TEXT BLOCK
________________________

To prospectively assess associations between sodium intake in infancy and BP at 7 years in the Avon Longitudinal Study of Parents and Children (ALSPAC).
A total of 533 children with sodium data at 4 months and 710 children with sodium at 8 months.
0.4% of participants at 4 months and 73.0% at 8 months exceeded recommended levels for infant sodium intake. After minimal adjustment (child age, sex, energy), sodium intake at 4 months was positively associated with systolic blood pressure (SBP) at 7 years (β=0.54 mm Hg/mmol; 95% CI: 0.09, 0.98 mm Hg; P=0.02). This changed little following adjustment for confounders but attenuated after adjusting for breastfeeding. This association was not mediated by sodium intake at 7 years. Due to high sodium–potassium correlations, effects of sodium independent of potassium could not be estimated with reasonable precision. Sodium intake neither at 8 months nor at 7 years was associated with SBP at 7 years.
The association between sodium intake at 4 months and future SBP requires replication in studies that can control for effects of potassium before we can conclude that early infancy is a sensitive period with respect to effects of sodium on future BP. The majority of infants exceeded recommended levels of sodium intake at 8 months, and interventions to reduce sodium in infants' diets should be considered.
Observational studies have shown a positive association between sodium intake and blood pressure (BP) in adults (Frost et al., 1991; Law et al., 1991; Elliott et al., 1996). Additionally, lowering sodium intake in adults is associated with decreases in BP. However, although in some studies large effect sizes have been reported (Sacks et al., 2001), evidence from meta-analyses indicates that reductions in adult BP are generally small (Ebrahim and Davey Smith, 1998; Hooper et al., 2002).
There is some evidence that lowering sodium intake in infancy may have more marked long-term effects on BP (Lawlor and Davey Smith, 2005). In a trial of Dutch infants randomized to a low or normal sodium diet for the first 6 months of life, systolic blood pressure (SBP) at the end of the intervention period (at age 6 months) was 2.1 mm Hg (95% CI: 0.5, 3.7) lower in infants randomized to low sodium diets (Hofman et al., 1983). This difference in SBP increased to 3.6 mm Hg (95% CI: 0.5, 6.6) at 15 years (Geleijnse et al., 1997). Since strong tracking correlations are present from age 15 onwards, this effect would be expected to have a lasting impact on BP into adulthood (Lawlor and Davey Smith, 2005). This effect is also larger than the reported effects of salt reduction in adults. Meta-analyses report reductions in SBP of 1.1–1.3 mm Hg following sodium restriction interventions in normotensive adults (Hooper et al., 2002) and 2.9 mm Hg in hypertensive adults (Ebrahim and Davey Smith, 1998). Thus, infancy may be a sensitive period with respect to effects of dietary sodium on future BP (i.e. that negative effects of high sodium on BP may be more pronounced in relation to sodium intake in infancy than in adulthood). However, results from this earlier trial should be treated with some caution, as the long-term follow-up at age 15 was not planned at the time of the initial intervention and only one-third of the participants were traced at follow-up. As such, the effect of sodium intake in infancy on later BP requires further research.

________________________

THE DATA
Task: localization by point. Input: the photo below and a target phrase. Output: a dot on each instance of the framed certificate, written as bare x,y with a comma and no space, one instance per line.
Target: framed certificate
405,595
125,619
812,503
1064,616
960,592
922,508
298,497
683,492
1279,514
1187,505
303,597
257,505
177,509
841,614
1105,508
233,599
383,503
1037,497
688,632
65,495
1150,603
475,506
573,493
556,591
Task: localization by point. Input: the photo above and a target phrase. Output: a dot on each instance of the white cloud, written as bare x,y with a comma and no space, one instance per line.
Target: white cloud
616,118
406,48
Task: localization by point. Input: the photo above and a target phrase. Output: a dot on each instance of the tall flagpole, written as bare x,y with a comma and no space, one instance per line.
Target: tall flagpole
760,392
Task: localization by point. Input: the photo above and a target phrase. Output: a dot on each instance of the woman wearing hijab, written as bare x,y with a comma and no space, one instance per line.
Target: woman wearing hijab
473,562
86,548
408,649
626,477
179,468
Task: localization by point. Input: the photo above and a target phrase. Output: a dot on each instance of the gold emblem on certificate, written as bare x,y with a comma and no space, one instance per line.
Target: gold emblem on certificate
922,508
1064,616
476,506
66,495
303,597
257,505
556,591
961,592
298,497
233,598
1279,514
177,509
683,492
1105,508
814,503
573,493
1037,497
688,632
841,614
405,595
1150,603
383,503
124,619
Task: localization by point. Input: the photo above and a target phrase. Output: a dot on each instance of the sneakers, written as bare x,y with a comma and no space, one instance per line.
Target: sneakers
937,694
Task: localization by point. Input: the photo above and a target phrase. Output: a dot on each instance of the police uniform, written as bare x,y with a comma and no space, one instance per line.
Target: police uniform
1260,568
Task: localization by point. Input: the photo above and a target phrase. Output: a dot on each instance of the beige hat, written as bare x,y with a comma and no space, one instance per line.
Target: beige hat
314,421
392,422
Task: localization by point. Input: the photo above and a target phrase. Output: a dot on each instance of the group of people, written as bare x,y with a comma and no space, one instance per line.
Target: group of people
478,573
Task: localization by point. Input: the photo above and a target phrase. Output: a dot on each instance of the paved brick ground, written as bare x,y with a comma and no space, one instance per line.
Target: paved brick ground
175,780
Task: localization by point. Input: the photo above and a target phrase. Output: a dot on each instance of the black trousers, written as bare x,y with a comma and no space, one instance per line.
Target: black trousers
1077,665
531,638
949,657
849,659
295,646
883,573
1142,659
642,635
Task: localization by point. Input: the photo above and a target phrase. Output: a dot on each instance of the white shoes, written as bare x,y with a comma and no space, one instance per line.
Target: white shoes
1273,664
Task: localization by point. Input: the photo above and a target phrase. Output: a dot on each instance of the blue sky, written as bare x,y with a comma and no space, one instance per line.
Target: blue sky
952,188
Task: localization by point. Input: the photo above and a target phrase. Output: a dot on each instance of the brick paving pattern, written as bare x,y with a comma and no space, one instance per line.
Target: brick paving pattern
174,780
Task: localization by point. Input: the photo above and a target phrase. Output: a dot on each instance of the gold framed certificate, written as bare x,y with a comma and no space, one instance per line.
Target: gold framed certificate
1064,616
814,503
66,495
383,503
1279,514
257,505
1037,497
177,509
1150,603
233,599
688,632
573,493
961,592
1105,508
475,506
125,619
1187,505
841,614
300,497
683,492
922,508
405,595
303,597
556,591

________________________

Carry on the text about infant sodium intake and later blood pressure, starting after its last sentence.

The Avon Longitudinal Study of Parents and Children (ALSPAC) is a contemporary cohort that affords the possibility of investigating early dietary measures and later health in children. This study aimed to determine the relationship between sodium intake in infancy and BP in childhood in a subsample of children enrolled in ALSPAC on whom detailed nutritional intake in infancy and early childhood was prospectively collected.
ALSPAC is a prospective cohort study set in the south-west of England, which has the overall aim of investigating the health and development of children. A full description of the methodology is available elsewhere (www.alspac.bristol.ac.uk) (Golding et al., 2001). Briefly, pregnant women residing in three health districts located around the city of Bristol with an expected date of delivery between 1 April 1991 and 31 December 1992 were invited to take part in the study. Of 13 678 singleton, liveborn children, 1964 who were born in the last 6 months of the recruitment period were chosen at random to be invited to join the Children in Focus (CIF), study on whom detailed dietary information and growth patterns was collected repeatedly during infancy and early childhood. Data are available in 1394 singleton children from at least one CIF clinic. At 7 years of age, all children enrolled with ALSPAC, including those in CIF, were invited to the clinic for examination where a range of physiological measures, including BP, were obtained. The final analyses were carried out on children with complete information on all confounders: 533 children at 4 months and 710 at 8 months. Ethical approval for the study was obtained from the ALSPAC Law and Ethics Committee and from three Local Research Ethics Committees of the Health Districts covering the study area.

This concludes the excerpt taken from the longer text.